WHAT YOU NEED TO DO:
1. Reproduce the passage in the Sword Dream review from "In an email" up to and including "been inspired by Ultima instead.".
2. In one to three sentences, explain why the Sword Dream review's writer likes the "Place" menu.

SUPPLIED TEXT:
============

Checking out a suit of plate mail.
        

  • I appreciated the somewhat limited textual narration of the corridors and rooms. It was well-written, with no major translation issues, and did a good job evoking a Dungeons & Dragons module. I would have liked to see more of this narration to truly flesh out the world. I think the game could have earned a 5 for "Game World" this way. 
  • I also like the idea of a "Place" menu that lets you make common transactions within a business without having to go and find a specific counter or NPC. Daemonsgate operated this way as well. 
         
In an email to me, Accomazzi acknowledged the debt to D&D, which he mirrored in the name of the original Italian version of the kit, Sogni & Spade ("Dreams and Swords"). He says that he did play Pool of Radiance, but "did not particularly love it." He did love Ultima III-VI and "appreciated Wizardry." Ironically, I find Sword Dream closest to Pool of Radiance among these titles, though I see how the tactical combat might have been inspired by Ultima instead. 
 
The original Sword Dream went through several releases between 1993 and 1995, and new scenarios became available on a web site donated by a U.S. fan. These additional scenarios include "Return to Dawn Valley," "Secret of Greywood" (also spelled "Graywood" in some documentation; also sometimes "Darkwood"), "Quest for a Paladin," and "Nile Trial," all but the last created by the original team. ("Paladin" at least had input from the original team, though the primary author was Nicolas Meyer, a Swiss fan who helped with the French translation of the kit.) I haven't been able to find any of them, alas.
     
Sword Dream 3D. It manages to look a bit like Ishar.

============

Dataset rows:
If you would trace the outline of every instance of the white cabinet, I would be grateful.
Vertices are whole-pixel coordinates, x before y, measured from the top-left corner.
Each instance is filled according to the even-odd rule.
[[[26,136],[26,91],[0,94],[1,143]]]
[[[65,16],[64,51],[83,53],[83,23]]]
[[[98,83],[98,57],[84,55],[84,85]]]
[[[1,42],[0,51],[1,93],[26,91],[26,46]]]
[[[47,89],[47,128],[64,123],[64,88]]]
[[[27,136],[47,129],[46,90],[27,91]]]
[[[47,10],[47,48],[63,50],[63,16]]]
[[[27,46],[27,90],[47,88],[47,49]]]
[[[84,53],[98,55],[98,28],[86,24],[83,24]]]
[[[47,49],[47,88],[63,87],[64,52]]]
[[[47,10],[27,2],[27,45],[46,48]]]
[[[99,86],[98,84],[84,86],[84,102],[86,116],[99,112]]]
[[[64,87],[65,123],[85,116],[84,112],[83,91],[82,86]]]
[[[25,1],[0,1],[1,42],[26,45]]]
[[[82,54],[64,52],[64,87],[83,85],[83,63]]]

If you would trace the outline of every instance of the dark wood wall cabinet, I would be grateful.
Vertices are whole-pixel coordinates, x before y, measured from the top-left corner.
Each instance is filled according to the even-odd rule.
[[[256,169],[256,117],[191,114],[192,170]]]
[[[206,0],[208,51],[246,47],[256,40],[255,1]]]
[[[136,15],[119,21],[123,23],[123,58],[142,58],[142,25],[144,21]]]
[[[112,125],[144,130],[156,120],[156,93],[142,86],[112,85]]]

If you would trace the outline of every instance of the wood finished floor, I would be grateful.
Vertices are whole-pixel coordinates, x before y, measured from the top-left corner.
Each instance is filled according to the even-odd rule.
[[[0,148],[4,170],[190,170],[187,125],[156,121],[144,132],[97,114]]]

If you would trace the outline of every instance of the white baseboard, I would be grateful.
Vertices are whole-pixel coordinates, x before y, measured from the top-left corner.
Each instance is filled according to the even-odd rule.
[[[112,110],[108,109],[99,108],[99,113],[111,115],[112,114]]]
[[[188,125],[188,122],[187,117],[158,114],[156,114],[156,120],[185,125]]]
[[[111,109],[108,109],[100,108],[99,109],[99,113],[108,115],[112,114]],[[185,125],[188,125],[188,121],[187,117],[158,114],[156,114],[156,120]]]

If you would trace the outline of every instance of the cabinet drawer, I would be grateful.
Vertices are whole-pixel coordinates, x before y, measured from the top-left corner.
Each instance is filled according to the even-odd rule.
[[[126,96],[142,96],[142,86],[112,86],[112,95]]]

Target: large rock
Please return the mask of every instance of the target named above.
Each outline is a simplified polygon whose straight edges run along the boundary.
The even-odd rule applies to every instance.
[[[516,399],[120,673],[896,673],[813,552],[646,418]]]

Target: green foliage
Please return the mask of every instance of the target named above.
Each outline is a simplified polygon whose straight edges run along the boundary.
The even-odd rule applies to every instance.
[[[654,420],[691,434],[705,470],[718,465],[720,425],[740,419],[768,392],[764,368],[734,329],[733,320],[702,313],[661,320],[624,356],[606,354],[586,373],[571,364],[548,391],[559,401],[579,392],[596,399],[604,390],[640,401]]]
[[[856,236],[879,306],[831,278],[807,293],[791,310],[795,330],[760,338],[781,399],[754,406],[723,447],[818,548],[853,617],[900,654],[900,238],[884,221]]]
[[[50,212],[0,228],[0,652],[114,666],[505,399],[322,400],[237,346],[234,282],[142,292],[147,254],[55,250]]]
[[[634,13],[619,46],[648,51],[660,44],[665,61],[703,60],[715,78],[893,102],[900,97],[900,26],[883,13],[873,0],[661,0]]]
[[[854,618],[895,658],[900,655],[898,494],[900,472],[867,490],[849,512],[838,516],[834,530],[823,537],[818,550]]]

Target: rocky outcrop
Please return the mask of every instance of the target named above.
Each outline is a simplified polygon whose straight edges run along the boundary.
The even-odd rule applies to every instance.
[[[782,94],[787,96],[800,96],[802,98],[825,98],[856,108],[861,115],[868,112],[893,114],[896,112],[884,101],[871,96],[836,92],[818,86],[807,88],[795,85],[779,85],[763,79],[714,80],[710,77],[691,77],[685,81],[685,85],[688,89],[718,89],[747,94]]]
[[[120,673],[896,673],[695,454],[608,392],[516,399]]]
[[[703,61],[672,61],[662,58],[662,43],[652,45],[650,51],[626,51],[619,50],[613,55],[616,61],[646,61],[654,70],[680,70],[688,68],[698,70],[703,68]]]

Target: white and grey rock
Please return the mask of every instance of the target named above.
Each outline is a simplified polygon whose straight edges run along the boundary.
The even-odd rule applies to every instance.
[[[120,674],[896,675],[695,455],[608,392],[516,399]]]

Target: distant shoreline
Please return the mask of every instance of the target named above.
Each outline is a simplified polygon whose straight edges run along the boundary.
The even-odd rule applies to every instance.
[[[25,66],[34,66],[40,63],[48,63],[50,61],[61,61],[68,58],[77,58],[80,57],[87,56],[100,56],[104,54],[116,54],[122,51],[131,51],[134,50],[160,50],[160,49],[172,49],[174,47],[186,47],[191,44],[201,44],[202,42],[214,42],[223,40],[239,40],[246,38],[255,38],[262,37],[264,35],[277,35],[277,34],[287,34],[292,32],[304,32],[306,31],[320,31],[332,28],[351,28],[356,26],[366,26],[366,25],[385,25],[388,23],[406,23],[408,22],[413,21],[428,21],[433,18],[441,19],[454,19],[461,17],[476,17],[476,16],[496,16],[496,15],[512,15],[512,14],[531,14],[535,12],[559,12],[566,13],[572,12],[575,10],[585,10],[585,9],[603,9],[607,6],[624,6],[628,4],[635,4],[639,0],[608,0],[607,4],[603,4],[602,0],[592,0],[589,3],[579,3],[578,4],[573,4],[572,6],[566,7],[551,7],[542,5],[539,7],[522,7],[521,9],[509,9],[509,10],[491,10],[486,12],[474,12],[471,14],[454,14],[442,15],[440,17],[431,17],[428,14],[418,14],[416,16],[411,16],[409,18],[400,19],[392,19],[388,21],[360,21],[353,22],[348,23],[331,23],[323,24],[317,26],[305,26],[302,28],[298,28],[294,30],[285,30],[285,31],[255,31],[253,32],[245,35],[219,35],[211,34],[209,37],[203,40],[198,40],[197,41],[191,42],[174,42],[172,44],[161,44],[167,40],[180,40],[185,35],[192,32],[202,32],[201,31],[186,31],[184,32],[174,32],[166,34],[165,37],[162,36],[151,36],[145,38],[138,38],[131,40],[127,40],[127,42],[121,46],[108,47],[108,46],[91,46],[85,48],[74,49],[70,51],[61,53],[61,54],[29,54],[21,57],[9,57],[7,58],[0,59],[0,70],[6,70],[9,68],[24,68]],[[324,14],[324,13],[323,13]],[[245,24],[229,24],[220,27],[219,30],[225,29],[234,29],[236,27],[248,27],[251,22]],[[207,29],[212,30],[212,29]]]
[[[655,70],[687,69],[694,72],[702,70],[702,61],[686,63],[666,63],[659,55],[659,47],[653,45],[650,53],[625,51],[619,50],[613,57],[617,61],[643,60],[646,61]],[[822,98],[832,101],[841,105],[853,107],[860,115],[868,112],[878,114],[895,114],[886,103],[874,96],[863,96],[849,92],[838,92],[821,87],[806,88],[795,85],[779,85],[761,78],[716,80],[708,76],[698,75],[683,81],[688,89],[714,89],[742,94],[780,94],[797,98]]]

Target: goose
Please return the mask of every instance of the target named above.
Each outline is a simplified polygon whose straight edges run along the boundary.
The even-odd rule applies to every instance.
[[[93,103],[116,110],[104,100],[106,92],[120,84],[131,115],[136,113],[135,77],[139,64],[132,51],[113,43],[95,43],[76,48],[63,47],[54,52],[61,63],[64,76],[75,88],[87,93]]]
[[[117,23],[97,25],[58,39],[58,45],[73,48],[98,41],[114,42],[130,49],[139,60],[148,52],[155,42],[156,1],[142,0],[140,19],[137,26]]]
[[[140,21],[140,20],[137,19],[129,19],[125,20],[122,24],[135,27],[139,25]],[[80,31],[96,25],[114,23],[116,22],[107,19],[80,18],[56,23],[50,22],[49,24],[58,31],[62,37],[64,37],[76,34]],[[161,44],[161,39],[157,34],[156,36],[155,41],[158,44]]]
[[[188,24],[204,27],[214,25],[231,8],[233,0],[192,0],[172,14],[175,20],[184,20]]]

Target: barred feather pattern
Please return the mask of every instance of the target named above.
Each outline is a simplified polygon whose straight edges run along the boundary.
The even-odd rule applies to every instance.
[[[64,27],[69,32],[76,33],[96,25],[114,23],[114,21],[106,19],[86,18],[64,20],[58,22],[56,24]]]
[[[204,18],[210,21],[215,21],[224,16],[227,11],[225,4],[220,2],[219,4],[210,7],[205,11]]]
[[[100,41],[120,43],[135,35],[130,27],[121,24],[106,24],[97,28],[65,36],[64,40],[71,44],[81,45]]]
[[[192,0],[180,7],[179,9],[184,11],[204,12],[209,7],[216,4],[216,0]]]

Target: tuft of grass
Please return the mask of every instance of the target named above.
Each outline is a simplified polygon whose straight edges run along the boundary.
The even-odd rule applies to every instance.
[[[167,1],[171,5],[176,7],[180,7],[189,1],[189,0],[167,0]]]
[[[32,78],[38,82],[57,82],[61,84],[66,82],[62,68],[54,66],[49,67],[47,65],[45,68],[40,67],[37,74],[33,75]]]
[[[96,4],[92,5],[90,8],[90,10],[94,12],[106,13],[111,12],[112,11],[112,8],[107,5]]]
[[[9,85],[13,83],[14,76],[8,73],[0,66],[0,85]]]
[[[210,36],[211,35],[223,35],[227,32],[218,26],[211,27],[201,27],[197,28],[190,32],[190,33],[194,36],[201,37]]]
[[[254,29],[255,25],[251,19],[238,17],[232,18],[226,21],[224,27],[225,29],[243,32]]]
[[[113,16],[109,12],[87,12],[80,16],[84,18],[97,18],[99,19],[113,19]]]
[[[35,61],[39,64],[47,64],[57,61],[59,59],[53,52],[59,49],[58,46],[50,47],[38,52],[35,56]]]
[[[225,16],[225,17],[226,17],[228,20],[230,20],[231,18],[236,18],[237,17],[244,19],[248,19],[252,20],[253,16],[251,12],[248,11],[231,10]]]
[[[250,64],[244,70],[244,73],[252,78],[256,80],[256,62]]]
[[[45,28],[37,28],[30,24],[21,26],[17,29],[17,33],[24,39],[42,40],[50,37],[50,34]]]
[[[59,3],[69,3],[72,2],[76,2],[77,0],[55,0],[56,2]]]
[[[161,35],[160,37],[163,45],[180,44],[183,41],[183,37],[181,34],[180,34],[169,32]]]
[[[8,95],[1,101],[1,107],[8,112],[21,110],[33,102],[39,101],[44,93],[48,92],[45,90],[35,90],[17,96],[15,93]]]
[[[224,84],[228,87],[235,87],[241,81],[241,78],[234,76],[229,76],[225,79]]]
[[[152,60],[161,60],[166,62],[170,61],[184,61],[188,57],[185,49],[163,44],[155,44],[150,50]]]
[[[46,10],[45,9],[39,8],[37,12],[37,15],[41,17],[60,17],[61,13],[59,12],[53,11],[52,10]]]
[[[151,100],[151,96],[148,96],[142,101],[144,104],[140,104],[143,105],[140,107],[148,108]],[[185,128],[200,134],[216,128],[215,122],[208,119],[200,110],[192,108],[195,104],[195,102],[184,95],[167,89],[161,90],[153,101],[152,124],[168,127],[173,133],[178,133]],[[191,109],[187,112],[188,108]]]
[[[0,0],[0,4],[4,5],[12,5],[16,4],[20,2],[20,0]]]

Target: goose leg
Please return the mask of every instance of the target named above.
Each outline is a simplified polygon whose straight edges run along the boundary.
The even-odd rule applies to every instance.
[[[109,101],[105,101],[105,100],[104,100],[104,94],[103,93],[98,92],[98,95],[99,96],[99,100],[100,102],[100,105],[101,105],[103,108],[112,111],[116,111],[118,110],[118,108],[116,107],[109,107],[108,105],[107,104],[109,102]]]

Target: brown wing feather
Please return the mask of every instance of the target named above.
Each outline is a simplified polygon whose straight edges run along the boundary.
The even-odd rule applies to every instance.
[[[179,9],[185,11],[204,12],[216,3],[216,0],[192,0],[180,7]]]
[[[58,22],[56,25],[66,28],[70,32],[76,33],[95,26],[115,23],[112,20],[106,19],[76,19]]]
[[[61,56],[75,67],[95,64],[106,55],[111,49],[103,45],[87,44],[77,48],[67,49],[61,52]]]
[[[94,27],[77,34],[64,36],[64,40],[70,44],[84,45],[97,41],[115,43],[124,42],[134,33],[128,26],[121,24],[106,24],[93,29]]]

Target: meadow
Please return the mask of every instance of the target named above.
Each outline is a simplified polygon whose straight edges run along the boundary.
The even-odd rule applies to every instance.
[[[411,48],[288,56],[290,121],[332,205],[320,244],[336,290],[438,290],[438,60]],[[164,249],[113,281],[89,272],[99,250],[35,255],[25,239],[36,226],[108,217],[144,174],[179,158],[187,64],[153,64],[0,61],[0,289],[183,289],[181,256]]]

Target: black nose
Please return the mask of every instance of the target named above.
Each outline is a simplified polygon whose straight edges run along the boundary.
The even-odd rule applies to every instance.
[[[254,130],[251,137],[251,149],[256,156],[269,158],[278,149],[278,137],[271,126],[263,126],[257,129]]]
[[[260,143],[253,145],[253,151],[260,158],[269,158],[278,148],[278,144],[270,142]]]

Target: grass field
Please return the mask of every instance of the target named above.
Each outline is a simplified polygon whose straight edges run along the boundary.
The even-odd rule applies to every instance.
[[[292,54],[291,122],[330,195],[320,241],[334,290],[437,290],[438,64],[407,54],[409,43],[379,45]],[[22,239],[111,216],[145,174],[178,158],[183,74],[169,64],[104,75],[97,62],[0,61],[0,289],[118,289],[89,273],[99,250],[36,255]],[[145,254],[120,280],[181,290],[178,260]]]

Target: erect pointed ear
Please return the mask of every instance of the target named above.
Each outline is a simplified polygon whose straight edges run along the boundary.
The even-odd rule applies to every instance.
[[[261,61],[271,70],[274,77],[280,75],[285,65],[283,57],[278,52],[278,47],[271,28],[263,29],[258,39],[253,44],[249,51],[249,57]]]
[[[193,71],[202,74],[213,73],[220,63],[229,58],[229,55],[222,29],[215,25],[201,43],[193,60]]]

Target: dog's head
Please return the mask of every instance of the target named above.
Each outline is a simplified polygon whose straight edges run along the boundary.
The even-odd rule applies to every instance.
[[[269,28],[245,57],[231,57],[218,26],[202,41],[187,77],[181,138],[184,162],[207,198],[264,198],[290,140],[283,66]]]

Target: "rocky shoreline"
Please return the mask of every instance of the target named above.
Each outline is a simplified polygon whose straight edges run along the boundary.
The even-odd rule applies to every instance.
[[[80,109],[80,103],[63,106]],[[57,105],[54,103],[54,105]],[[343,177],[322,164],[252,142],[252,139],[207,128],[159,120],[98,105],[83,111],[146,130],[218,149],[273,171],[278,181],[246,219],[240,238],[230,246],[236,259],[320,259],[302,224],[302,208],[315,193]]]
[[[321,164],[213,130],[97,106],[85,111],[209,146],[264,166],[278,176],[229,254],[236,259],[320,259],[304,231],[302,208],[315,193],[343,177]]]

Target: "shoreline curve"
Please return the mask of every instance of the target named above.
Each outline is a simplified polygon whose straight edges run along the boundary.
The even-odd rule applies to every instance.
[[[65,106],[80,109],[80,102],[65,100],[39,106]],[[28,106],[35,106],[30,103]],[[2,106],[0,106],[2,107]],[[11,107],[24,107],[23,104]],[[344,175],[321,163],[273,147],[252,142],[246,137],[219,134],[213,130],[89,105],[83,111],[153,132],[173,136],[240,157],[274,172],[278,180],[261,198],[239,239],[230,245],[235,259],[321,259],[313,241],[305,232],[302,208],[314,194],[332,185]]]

============

SOLUTIONS:
1.
In an email to me, Accomazzi acknowledged the debt to D&D, which he mirrored in the name of the original Italian version of the kit, Sogni & Spade ("Dreams and Swords"). He says that he did play Pool of Radiance, but "did not particularly love it." He did love Ultima III-VI and "appreciated Wizardry." Ironically, I find Sword Dream closest to Pool of Radiance among these titles, though I see how the tactical combat might have been inspired by Ultima instead.

2. The "Place" menu lets the player make common transactions within a business without having to go and find a specific counter or NPC. The writer notes that Daemonsgate worked this way too.